··· Records shown
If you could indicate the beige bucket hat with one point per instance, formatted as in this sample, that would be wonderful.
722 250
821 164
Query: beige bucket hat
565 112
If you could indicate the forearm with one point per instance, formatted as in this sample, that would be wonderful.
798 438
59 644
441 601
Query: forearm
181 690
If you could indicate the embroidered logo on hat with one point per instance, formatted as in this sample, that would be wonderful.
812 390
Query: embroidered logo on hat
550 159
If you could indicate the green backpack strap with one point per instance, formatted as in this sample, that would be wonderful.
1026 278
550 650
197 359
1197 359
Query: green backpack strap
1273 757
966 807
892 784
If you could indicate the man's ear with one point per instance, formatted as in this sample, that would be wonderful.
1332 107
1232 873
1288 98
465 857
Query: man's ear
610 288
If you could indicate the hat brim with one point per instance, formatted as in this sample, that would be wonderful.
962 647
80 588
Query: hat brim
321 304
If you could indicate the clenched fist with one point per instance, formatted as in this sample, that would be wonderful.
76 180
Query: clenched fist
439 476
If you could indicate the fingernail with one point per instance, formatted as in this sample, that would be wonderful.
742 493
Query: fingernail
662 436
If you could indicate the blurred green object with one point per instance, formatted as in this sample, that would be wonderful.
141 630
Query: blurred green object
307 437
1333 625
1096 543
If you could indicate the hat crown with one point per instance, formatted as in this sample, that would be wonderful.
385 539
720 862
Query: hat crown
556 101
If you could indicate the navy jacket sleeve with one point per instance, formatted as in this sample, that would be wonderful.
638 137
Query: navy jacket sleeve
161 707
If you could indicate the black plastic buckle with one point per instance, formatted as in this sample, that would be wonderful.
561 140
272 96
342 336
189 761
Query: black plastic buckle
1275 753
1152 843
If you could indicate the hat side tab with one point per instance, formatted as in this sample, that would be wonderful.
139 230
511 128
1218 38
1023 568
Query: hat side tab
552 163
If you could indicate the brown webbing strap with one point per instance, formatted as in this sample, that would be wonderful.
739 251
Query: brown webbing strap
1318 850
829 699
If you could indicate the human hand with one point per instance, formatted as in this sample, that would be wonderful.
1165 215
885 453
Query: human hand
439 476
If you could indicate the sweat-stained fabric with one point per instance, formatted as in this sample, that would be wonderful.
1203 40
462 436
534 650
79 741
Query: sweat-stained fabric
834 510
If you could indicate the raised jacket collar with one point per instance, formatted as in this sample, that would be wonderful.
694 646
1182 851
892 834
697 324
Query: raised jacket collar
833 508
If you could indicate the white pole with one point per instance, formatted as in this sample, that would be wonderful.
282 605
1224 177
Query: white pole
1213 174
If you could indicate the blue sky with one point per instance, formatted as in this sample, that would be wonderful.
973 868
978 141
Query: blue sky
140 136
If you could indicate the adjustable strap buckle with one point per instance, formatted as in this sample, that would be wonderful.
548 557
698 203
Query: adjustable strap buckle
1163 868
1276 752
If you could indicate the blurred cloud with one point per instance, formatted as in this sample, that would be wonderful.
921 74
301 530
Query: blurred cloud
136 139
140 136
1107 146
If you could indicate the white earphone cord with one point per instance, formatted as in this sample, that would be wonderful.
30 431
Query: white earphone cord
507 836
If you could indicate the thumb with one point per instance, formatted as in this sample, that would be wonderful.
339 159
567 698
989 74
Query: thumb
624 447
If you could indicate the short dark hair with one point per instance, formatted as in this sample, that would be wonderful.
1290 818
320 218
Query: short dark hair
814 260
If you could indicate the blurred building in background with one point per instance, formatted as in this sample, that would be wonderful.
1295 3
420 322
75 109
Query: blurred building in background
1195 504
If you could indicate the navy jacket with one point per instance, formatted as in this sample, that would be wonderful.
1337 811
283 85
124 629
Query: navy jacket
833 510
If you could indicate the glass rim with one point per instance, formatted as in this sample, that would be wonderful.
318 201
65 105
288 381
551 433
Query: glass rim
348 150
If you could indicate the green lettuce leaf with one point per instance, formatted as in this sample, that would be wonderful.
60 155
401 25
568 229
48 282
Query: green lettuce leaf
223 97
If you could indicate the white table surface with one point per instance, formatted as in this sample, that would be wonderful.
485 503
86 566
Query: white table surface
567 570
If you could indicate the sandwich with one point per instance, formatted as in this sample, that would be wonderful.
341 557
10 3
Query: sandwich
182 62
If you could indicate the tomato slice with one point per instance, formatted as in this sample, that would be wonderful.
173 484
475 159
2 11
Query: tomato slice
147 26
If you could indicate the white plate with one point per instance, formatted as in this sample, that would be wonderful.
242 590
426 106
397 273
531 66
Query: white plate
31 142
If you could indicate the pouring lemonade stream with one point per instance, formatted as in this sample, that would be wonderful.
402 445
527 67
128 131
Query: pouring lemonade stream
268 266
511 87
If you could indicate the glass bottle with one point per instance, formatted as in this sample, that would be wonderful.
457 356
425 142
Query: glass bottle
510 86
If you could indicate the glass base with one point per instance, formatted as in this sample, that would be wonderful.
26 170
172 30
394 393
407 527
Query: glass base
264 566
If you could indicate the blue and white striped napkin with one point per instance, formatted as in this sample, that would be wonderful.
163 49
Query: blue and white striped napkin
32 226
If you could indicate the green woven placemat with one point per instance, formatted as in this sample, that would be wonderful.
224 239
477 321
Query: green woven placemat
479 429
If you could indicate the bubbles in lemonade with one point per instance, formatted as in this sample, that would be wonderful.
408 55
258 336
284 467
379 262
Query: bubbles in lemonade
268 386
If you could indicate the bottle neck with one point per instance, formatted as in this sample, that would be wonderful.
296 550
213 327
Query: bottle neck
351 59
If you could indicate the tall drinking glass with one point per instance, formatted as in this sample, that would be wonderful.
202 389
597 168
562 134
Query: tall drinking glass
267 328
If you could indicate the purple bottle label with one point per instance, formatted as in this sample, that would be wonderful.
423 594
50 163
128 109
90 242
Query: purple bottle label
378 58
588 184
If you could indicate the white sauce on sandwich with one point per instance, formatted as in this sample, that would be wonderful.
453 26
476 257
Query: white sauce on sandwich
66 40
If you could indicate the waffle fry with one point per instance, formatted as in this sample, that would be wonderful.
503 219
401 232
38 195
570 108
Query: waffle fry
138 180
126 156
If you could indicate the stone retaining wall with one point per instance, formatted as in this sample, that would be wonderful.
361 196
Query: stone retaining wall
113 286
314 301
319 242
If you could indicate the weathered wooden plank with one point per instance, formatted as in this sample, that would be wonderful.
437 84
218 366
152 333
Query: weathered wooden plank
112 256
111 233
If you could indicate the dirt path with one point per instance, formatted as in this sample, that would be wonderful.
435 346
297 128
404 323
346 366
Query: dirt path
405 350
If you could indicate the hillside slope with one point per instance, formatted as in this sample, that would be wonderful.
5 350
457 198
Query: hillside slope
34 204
······
Every record here must be output exactly, word for word.

### [Result]
If you could indicate the beige bucket hat with one point per instance, formatted as in this sample, that would be wonderful.
722 250
821 164
Query: beige bucket hat
565 112
If you could indicate the forearm with one point per instance, formatted as in this sample, that would be wonderful.
798 438
59 644
441 601
Query: forearm
181 690
If you could indicate the embroidered logo on hat with one point per instance, formatted as in this sample, that would be wonderful.
812 390
Query: embroidered logo on hat
550 159
If you could indicate the green backpack strap with one point per instance, formatted as in this sample, that would be wonderful.
1026 278
550 650
197 359
1197 359
Query: green backpack strap
1273 757
966 807
892 784
If you could indicate the man's ear with one point per instance, formatted as in this sample, that would be wonderful.
1332 107
1232 873
1288 98
465 857
Query: man's ear
610 288
If you could indicate the hat brim with one point per instance, formatted as in this sample, that would be wonderful.
962 647
80 588
Query: hat brim
321 304
If you could indicate the clenched fist with one point per instance, formatted as in this sample, that would be wonderful.
76 180
Query: clenched fist
439 476
If you could indicate the fingernail with one point per instance, formatted as in this sample, that would be wonderful.
742 493
Query: fingernail
662 436
If you could indicate the blurred green object with one point per instance, formatted as in this sample, that would be wonderful.
141 630
Query: blurred green object
307 437
1333 625
1096 543
If you could indicate the hat crown with one point per instance, formatted as in this sample, that would be wonderful.
385 539
720 862
Query: hat crown
556 101
If you could indicate the navy jacket sleeve with one point per instance, formatted as in this sample, that would be wonderful.
638 137
Query: navy jacket sleeve
161 707
If you could indicate the black plastic buckle with one point per instance, formatted as in this sample, that would be wonderful.
561 140
272 96
342 336
189 761
Query: black plastic buckle
1275 753
1152 843
If you could indicate the hat side tab with one point per instance, formatted as in this sample, that would be wonderful.
139 230
511 128
1218 38
1023 568
Query: hat side tab
552 163
If you could indicate the brown webbing strap with one point per instance, formatted as in this sample, that would be wonderful.
739 251
Query: brown webbing strap
1318 850
829 699
If you could indicate the human hand with one point per instance, formatted as in this sample, that would be wonderful.
1165 215
885 453
Query: human hand
439 476
If you could indicate the sweat-stained fabric with one point per instance, formatted as in this sample, that would be wonderful.
1203 40
462 436
534 650
79 741
Query: sweat-stained fabric
834 510
If you could indicate the raised jacket collar with one point per instance, formatted as in this sample, that would be wonderful.
694 646
1182 851
892 834
697 324
Query: raised jacket collar
833 508
If you could indicate the white pole with one point per instance, formatted as in this sample, that would be wonderful.
282 605
1224 177
Query: white pole
1213 174
If you could indicate the blue sky with one point per instance, formatted as in this sample, that would be wonderful.
973 868
978 141
Query: blue sky
140 136
If you could indicate the adjustable strap buckle with one point per instance, formatted as in this sample, that would be wonderful.
548 557
698 203
Query: adjustable strap buckle
1163 868
1276 752
If you could indicate the blurred cloud with one point per instance, formatted as in this sample, that would be wonderful.
921 74
301 530
Query: blurred cloud
136 139
140 136
1107 146
If you could indicate the white earphone cord with one point per instance, formatted as in this sample, that would be wonderful.
30 431
Query: white earphone cord
507 836
If you could indicate the thumb with one point per instance, formatted as in this sample, that would be wonderful.
339 159
567 698
989 74
Query: thumb
624 447
If you could indicate the short dark hair with one point per instance, formatted as in this sample, that would be wonderful.
1290 818
320 218
Query: short dark hair
814 260
If you could indicate the blurred building in background with one point per instance, formatted as in this sample, that would be wonderful.
1295 3
420 322
75 109
Query: blurred building in background
1195 504
If you could indicate the navy jacket with one point per instance, formatted as in this sample, that would be wonderful.
1337 811
283 85
124 629
Query: navy jacket
833 510
If you could indicate the glass rim with one point per instance, formatted as in this sample, that would be wonderful.
318 201
65 105
288 381
551 433
Query: glass rim
348 150
If you could indicate the green lettuce leaf with one point per instance, formatted as in this sample, that would be wonderful.
60 155
401 25
568 229
48 282
Query: green lettuce leaf
223 97
If you could indicate the white table surface with one point per instance, formatted as in this sample, that would be wonderful.
485 503
86 566
Query: white table surface
567 570
If you could indicate the sandwich with one point per instance, formatted as in this sample, that would be wonderful.
341 557
10 3
Query: sandwich
182 62
If you could indicate the tomato slice with one point per instance, formatted as in this sample, that would be wonderful.
173 484
475 159
2 11
Query: tomato slice
147 26
If you could indicate the white plate with one point per instance, formatted as in this sample, that would be wonderful.
242 590
426 106
397 273
531 66
Query: white plate
31 142
If you could indicate the pouring lemonade stream with one point per instance, formatted as in this sample, that would be wonderful.
402 445
527 67
128 131
Query: pouring lemonade stream
268 266
511 87
If you could indicate the glass bottle with one point per instance, formatted as in this sample, that would be wonderful.
457 356
425 142
Query: glass bottle
510 86
If you could indicate the glass base with one point per instance, formatted as in this sample, that would be wonderful.
26 170
172 30
394 393
407 527
Query: glass base
264 566
If you could indicate the blue and white striped napkin with one point per instance, formatted as in this sample, that would be wonderful.
163 49
Query: blue and white striped napkin
32 226
If you could indicate the green woven placemat with one point per instance, formatted as in this sample, that would be wonderful.
224 239
477 321
Query: green woven placemat
479 429
If you could indicate the bubbles in lemonade with one point per instance, formatted as in this sample, that would be wonderful.
408 55
258 336
284 467
379 262
Query: bubbles in lemonade
268 386
If you could indicate the bottle neck with one point per instance, formatted as in this sample, that would be wonderful.
296 550
213 327
Query: bottle neck
351 59
If you could indicate the tall drinking glass with one point per instance, formatted as in this sample, that would be wonderful.
202 389
597 168
562 134
Query: tall drinking glass
267 328
If you could indicate the purple bottle label with one point per instance, formatted as in this sample, that would be wonderful.
423 594
50 163
128 109
90 242
Query: purple bottle label
378 58
588 184
If you could indicate the white sauce on sandwich with one point per instance, formatted as in this sample, that would be wonderful.
453 26
476 257
Query: white sauce on sandwich
66 40
If you could indicate the waffle fry with one point per instance, formatted as in this sample, that would be wonderful.
503 219
401 232
38 195
570 108
Query: waffle fry
138 180
126 156
If you could indicate the stone retaining wall with one point per instance, formatted as in this sample, that would be wonderful.
361 196
Query: stone retaining wall
113 286
314 301
319 242
If you could indicate the weathered wooden plank with one point per instance, formatted as in this sample, that would be wonderful.
437 84
218 366
152 333
Query: weathered wooden plank
112 256
111 233
If you could indicate the dirt path with one point per instance, formatted as in this sample, that would be wonderful.
435 346
297 128
404 323
346 366
Query: dirt path
405 350
If you could indicate the hillside slope with one point per instance, formatted as in this sample, that would be wonderful.
5 350
457 198
Query: hillside slope
34 204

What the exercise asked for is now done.